**TASK STATEMENT**
Make an exact copy of all the data.

**MATERIAL FOR THIS TASK**
++++++++++++++++++++

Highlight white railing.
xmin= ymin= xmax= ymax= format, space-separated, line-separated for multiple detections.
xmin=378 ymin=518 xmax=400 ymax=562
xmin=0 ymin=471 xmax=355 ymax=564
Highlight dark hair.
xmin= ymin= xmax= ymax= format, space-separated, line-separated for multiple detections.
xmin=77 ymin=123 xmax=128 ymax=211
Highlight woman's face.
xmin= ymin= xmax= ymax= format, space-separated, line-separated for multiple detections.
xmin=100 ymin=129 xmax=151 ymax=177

++++++++++++++++++++

**WRITTEN ANSWER**
Highlight white railing.
xmin= ymin= xmax= ymax= format, space-separated, line-separated for multiple detections.
xmin=378 ymin=518 xmax=400 ymax=562
xmin=0 ymin=471 xmax=355 ymax=564
Highlight dark hair.
xmin= ymin= xmax= ymax= format, space-separated, line-separated for multiple detections.
xmin=77 ymin=123 xmax=128 ymax=211
Highlight woman's face.
xmin= ymin= xmax= ymax= format, space-separated, line-separated for multiple detections.
xmin=100 ymin=129 xmax=151 ymax=177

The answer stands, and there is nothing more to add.